--- START ---
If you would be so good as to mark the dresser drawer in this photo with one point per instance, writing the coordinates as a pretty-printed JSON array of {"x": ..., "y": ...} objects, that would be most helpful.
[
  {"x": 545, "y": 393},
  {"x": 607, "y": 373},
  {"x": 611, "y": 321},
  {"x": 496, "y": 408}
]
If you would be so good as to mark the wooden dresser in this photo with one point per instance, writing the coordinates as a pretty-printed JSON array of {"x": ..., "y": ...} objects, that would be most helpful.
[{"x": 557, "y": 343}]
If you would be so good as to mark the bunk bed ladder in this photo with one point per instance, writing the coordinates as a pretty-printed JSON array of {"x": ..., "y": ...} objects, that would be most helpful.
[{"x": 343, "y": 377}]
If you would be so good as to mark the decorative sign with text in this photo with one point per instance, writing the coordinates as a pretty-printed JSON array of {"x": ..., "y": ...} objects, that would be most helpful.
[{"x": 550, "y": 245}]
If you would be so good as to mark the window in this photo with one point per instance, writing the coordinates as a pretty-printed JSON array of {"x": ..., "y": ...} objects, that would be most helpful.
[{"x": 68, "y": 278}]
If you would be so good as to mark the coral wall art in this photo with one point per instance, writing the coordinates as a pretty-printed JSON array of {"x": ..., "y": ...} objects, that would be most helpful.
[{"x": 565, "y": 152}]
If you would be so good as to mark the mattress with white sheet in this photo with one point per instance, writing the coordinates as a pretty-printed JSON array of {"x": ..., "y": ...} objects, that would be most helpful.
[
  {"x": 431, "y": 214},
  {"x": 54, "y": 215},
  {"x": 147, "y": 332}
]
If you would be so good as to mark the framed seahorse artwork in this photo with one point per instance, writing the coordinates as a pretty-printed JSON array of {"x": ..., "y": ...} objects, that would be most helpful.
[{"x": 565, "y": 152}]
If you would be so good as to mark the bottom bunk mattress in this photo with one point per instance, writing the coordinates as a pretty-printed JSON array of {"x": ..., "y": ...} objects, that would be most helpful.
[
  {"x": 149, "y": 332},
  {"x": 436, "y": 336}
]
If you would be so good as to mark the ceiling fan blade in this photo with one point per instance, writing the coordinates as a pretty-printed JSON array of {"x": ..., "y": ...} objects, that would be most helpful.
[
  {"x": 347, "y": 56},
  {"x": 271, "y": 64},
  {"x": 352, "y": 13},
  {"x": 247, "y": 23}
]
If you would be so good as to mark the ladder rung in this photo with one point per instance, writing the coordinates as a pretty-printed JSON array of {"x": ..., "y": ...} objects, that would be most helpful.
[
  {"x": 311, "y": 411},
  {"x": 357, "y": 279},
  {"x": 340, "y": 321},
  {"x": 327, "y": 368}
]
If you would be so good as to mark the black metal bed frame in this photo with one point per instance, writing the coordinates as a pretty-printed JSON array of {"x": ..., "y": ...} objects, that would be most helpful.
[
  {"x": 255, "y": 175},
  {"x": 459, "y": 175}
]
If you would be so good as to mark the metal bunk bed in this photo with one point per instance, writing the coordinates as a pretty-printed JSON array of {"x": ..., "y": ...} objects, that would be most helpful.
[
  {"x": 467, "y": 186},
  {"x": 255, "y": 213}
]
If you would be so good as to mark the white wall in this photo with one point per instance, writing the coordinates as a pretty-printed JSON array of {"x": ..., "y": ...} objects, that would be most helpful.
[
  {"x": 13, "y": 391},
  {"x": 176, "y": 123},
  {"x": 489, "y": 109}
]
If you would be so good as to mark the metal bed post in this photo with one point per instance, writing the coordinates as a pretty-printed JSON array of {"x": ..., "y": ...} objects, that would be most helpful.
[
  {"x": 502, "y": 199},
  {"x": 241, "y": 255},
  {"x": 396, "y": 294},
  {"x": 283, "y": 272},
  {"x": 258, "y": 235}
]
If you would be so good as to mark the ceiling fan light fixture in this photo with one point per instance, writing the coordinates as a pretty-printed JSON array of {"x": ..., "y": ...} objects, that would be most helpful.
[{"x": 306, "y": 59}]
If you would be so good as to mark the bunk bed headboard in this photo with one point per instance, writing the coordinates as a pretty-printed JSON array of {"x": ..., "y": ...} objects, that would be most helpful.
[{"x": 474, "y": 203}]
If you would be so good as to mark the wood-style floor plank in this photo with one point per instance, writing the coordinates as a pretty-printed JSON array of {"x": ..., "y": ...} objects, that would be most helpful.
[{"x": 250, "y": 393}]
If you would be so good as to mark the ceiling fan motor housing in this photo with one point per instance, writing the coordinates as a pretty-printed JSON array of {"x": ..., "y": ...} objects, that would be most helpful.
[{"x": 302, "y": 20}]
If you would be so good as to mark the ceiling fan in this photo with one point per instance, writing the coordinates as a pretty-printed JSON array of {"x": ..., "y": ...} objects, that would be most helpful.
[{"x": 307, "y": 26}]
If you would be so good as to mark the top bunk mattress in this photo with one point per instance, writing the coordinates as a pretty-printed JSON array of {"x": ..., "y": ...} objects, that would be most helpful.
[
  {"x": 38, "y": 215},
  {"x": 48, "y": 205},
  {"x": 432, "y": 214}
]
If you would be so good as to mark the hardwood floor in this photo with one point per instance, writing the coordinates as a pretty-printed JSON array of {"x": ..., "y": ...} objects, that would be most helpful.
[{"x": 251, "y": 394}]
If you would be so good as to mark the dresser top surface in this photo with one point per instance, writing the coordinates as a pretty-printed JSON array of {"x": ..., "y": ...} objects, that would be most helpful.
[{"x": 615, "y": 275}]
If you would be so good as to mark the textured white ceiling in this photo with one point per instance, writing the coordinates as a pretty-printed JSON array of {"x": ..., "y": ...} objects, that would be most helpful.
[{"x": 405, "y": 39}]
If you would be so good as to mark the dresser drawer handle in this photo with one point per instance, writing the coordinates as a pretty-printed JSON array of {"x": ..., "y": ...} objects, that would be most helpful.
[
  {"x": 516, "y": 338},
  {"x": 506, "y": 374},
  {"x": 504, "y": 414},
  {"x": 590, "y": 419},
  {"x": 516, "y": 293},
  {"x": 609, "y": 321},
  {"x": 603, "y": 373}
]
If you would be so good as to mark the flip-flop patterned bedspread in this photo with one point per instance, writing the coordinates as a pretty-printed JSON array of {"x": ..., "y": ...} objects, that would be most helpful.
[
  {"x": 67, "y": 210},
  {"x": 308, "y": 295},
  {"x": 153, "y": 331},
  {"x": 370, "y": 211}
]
--- END ---
→ Stated problem: Repeat exactly, and only, the lines from the line containing "ceiling fan in" through the last line of the records above, both included.

→ Output for this task:
If you would be so good as to mark the ceiling fan in this photo with one point per instance, writing the coordinates as a pretty-printed JSON array of {"x": ..., "y": ...} objects, that would be most helpful.
[{"x": 307, "y": 26}]
If you would be so good as to mark the top bunk mattress in this photo with one point per instance, writing the coordinates as a pretty-printed JSON array of {"x": ..., "y": ...} objects, that would be most helpful.
[
  {"x": 38, "y": 215},
  {"x": 48, "y": 205},
  {"x": 432, "y": 214}
]
If you would be so good as to mark the hardwood floor in this photo with one point per instance, writing the coordinates as a pretty-printed JSON array of {"x": ..., "y": ...} objects, that would be most helpful.
[{"x": 251, "y": 394}]
If you would be so good as to mark the dresser top surface in this photo with one point per instance, writing the coordinates as a pretty-printed JSON array of {"x": ..., "y": ...} objects, that would be most helpful.
[{"x": 615, "y": 275}]
If you would be so good as to mark the textured white ceiling in this photo with one point per instance, writing the coordinates as a pretty-printed JSON array of {"x": ..., "y": ...} objects, that would be most helpful.
[{"x": 405, "y": 39}]
If you would be so good as to mark the dresser drawer handle in this photo with one point per instance, writing the coordinates as a pretty-printed JSON array of {"x": ..., "y": ...} objects, that would be most helpful.
[
  {"x": 516, "y": 338},
  {"x": 506, "y": 374},
  {"x": 504, "y": 414},
  {"x": 590, "y": 419},
  {"x": 516, "y": 293},
  {"x": 609, "y": 321},
  {"x": 603, "y": 373}
]
If you would be so good as to mark the flip-flop patterned bedspread in this photo with one point per instance, writing the coordinates as a pretty-printed JSON array of {"x": ..., "y": ...} objects, that would be most helpful.
[
  {"x": 67, "y": 210},
  {"x": 308, "y": 295},
  {"x": 153, "y": 331},
  {"x": 370, "y": 211}
]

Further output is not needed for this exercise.